• Text block:
------------------------

There is no free lunch. If the consumer does not pay the full price, then the taxpayer will.

0 ( +3 / -3 )

@Guillaume

It's not a question of a free lunch.

British utilities are hugely profitable, while 2M+ households experience fuel poverty, defined as when a household's fuel costs cause them to fall below the official poverty line.

5 ( +7 / -2 )

hopefully Japan will continue to develop solar energy and bring down prices. utilities working with politicians seems certain to keep prices high, and a cozy relationship between the two.

2 ( +5 / -3 )

So they are going to make one national grid? Who is going to manage that and isn't western Japan(60 hz 100 volts) have incompatible power from eastern Japan( 50 hz 100 volts)? Is there going to be a unified grid so all the electronics are the same? Who is going to manage the grid, a company like the former Enron, or a government agency? Is there going to be a electric power exchange to buy and sell power? Who is responsible for the stepdown stations? More questions than answers.

1 ( +1 / -0 )

I think privatizing would be the only way to secure electricity services, especially in the TEPCO region. TEPCO is broke and up to their eye balls in debt and will only be increasing tariffs to compensate for it. However, TEPCO is now 51% owned by the government, so they are not gonna let it fail. If they do go ahead and privatize power you can bet there will be governmental clauses to make sure that the gov and TEPCO get a large slice of the action.

0 ( +3 / -3 )

Privatisation of power means competition. And in any competition you have winners and losers. The losers are the consumers, the winners the electricity companies. In some western countries where power has been privatised power for some is a luxury and others just can no longer afford it. Britain is a good example where prices are spiralling out of control and are forecasted to rise steeply over the next four years to be double what they currently are. Never, ever believe the mantra that healthy competition will lower prices. It is a lie.

0 ( +2 / -2 )

@Spanki, Get Real and SimondB

To paraphrase Bastiat, there is what is seen and what is not seen. What you don't pay through your energy bill ( because of government price control), you will pay through your taxes. The best way to avoid unfair monopolies or cartels is to allow for full and unrestricted competition (which is far from the situation in "some western countries").

2 ( +3 / -1 )

I hope that the energy sector here does not go the way it has in Britain.

Is this because energy costs in Britain are approximately half what they are in Japan?

------------------------

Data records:
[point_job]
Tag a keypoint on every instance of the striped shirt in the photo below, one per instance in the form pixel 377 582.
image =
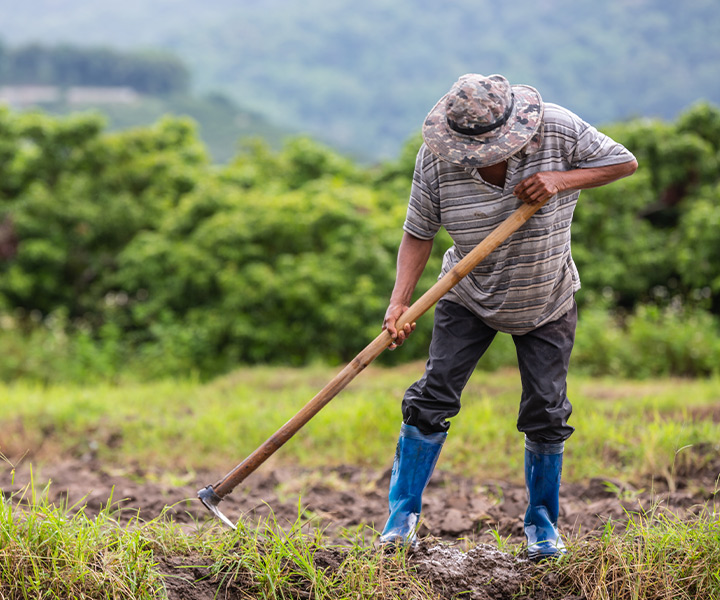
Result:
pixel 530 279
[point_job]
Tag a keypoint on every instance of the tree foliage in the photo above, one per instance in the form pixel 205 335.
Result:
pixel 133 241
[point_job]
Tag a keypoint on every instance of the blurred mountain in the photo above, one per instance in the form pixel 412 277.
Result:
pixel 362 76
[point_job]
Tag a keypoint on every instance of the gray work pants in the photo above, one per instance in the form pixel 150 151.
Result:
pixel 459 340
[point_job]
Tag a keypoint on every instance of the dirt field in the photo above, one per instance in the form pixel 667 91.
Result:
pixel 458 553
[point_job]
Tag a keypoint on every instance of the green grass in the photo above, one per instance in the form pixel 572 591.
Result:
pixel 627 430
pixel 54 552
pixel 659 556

------------------------

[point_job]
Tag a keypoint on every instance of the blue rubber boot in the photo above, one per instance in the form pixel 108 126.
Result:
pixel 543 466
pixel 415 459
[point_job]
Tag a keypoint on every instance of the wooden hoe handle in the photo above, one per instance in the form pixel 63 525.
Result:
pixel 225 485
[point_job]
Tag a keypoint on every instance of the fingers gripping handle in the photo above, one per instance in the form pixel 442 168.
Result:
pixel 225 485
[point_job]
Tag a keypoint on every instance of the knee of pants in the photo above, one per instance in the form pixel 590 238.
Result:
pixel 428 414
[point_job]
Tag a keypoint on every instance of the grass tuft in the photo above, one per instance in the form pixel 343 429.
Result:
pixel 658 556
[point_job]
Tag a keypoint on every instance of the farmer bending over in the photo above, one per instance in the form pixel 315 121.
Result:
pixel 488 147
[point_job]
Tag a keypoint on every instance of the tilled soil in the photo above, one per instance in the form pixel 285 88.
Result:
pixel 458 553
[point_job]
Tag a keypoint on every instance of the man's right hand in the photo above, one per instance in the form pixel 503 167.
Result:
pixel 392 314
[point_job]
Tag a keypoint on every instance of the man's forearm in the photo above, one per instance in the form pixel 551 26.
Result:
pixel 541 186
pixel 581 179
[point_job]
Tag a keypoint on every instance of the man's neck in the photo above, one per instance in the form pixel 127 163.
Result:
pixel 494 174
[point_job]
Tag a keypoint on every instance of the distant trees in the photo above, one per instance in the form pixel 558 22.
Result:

------------------------

• Complete the following:
A. In the comment thread on Japanese electricity privatization, what share of TEPCO is owned by the government?
B. Continue the comment thread on Japanese electricity privatization with further comments after its final one.

• Written responses:
A. 51 percent.

B.
https://www.gov.uk/government/statistical-data-sets/international-domestic-energy-prices

1 ( +3 / -2 )

Experience tells us that in any given market you need a minimum of three to four competitors in order to create an efficient market with corresponding lower prices for the consumer. For infrastructure like the power grid, this means you have to create the administrative basis (building law, rights of way etc.) that several companies can build the necessary transmission networks in parallel. If you cannot do this or do not want to do this, then nationalization is more efficient macroeconomically.

0 ( +0 / -0 )

Wow some of the comments here are really shocking. I guess people opposing privatisation have no experience of how bad things were in Britain in the past. The reason energy prices are up is due to government imposed regulations around green power etc.

0 ( +0 / -0 )

ka chan, my questions exactly. Japan really needs to get it together, voltwise.

0 ( +0 / -0 )

Before privatization you need a strong and planned to enforce anti-trust law! Because I can already smell the cartels being established.

2 ( +2 / -0 )

@Guillaume

"There is no free lunch. If the consumer does not pay the full price, then the taxpayer will."

The problem is the taxpayer has always paid for utilities and they worked just fine before being privatised. Now that utilities are fully privatised, where does the excess taxpayer money go? Does it end up on beneficial projects for the taxpayers? Do we see an increase in public services or their quality?

The answer is NO, on the contrary. The quality of services goes down. So in essence the extra "freed" public money ends up in the pockets of the politicians. Well done.